■ Brano ■

Non c’è niente che mi faccia più incazzare del prendere un lavoro fatto per buttarlo nel cesso. Non ho bisogno di riempire le mie giornate con cose da fare, ne ho sempre tante e anche troppe, per cui se impiego il mio tempo e la mia energia per fare qualcosa non posso pensare che non serva a niente. No!

[Non sto sclerando, tutt’altro, il tono che sto usando dentro la mia testa è a-norma e il mio stato d’animo è distaccato, glaciale. Il “No!”, invece, è proprio un’esclamazione incazzata.]

Altre cose butterei volentieri nel cesso, ma non il mio tempo, anche quando giro per casa con lo sguardo perso sbattendo addosso a cose che non ho visto o che compaiono dal nulla solo per farmi inciampare… anche in questi casi non sto buttando il mio tempo, ma lo sto impiegando come meglio posso. 

Ci sono persone, invece, che di tempo da buttare ne hanno troppo e pensano che farne buttare anche agli altri sia un compito di cui si possono e devono far carico. Ci pensano loro al tuo tempo, tu non ti preoccupare.

Ti danno appuntamenti che cancellano all’ultimo secondo, oppure insistono per vederti perché hanno bisogno di un favore, tanto tu quanto ci metterai a farlo, un niente, e quel niente impiegato per cause altrui sono per te un divertimento e anche un onore perché hanno scelto proprio te tra tanti… non sei contenta? No, non lo sono. Sono infastidita, sono irritata, sono anche basita dal fatto che tu mi stia mancando di rispetto in modo così gretto pensando vada bene così, tanto io non me ne accorgerò mai.

■ Dati forniti ■
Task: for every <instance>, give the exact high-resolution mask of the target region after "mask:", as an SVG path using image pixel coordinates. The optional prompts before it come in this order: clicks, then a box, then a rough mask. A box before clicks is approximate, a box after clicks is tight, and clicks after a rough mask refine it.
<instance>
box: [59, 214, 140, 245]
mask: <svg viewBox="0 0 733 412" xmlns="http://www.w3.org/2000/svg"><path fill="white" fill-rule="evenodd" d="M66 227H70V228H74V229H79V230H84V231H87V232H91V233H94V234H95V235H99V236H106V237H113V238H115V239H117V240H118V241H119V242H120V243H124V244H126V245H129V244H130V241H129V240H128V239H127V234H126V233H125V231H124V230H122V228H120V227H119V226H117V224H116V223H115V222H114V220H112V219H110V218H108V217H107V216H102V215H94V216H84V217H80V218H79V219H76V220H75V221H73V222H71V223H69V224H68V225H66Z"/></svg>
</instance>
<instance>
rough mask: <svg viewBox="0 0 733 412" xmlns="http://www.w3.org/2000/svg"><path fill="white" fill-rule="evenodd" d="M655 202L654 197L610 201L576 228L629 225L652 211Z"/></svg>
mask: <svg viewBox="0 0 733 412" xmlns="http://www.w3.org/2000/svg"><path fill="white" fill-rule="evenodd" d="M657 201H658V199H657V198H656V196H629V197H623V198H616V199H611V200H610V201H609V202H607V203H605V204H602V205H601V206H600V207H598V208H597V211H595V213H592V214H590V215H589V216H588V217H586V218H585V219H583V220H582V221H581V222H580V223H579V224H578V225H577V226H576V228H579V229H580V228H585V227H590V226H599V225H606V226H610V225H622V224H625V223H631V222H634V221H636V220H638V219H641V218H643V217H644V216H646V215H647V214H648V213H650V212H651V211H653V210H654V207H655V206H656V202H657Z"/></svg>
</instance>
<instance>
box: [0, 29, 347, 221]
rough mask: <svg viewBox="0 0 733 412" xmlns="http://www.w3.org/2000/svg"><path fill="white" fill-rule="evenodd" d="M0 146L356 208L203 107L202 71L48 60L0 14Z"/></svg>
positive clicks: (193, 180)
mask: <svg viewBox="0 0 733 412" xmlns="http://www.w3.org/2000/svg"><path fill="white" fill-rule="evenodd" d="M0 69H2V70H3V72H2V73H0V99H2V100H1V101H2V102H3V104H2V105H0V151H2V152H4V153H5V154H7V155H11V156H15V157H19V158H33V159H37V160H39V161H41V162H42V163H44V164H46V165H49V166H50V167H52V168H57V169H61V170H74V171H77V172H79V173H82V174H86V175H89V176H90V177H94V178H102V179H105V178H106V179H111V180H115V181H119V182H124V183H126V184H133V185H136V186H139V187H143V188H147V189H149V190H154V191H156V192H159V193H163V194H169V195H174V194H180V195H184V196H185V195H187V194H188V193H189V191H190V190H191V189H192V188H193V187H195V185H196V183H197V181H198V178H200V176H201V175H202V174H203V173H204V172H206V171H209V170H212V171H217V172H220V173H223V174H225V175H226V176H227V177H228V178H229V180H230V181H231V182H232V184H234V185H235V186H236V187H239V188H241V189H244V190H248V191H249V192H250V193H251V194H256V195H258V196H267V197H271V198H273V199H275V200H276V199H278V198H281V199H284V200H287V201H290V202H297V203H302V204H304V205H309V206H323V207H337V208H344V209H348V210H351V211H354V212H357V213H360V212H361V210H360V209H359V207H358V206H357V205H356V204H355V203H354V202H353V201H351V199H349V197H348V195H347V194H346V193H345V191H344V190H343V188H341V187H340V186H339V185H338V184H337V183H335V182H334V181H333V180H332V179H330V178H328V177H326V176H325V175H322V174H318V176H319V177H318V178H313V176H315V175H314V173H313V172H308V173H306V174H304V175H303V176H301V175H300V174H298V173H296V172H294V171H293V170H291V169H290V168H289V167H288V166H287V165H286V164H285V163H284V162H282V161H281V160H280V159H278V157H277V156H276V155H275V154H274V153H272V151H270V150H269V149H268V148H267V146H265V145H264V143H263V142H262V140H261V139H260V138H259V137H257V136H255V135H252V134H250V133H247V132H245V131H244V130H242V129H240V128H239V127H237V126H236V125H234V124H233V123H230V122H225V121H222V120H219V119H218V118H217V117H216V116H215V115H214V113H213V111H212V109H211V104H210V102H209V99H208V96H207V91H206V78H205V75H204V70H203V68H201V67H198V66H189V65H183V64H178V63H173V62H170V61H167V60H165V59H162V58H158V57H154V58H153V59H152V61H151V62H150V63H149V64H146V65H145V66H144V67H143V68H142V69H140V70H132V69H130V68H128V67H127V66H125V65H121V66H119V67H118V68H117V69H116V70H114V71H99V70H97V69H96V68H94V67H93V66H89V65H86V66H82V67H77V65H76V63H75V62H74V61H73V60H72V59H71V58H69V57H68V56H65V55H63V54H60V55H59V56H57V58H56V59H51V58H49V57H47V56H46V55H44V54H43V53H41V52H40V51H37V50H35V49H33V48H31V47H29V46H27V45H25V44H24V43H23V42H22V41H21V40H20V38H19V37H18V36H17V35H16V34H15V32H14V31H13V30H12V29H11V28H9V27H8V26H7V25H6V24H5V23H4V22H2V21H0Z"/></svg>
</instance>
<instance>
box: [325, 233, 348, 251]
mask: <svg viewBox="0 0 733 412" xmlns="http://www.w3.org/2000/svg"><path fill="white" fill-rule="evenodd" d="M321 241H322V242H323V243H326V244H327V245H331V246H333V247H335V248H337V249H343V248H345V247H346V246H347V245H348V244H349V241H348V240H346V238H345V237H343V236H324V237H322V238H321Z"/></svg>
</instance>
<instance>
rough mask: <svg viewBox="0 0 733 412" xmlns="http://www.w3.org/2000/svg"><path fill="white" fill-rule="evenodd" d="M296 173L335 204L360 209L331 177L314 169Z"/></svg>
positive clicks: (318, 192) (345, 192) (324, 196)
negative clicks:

■ Quesito 1 ■
Nel brano, che cosa fanno all'ultimo secondo certe persone con gli appuntamenti che danno?
■ Quesito 2 ■
Per favore, prosegui il brano sul tempo buttato per colpa degli altri, ripartendo subito dopo la sua ultima frase.
I record non hanno alcun ruolo in questo compito.

■ Risposta 1 ■
Li cancellano.

■ Risposta 2 ■
Non sempre, non sempre, è vero. Però qualche volta, qualche volta sì, credimi. Qualche volta me ne accorgo, qualche volta me ne accorgo e decido che non te lo faccio capire, così tanto per vedere fin dove ti spingerai. Certa che ti spingerai ben oltre del lecito. Così è, nove volte su dieci.

Ebbene: se ci fermassimo a pensare quanto il nostro tempo sia prezioso forse ci renderemmo conto che  anche il tempo degli altri lo è. Se poi voglio buttare il mio tempo nel cesso, non è detto che lo stesso vogliano fare quelli a cui andiamo a rompere le palle. E tanto va la gatta al lardo che ci lascia lo zampino, recita il proverbio. E all’origine di ogni proverbio c’è spesso una tagliola che scatta. Attenzione.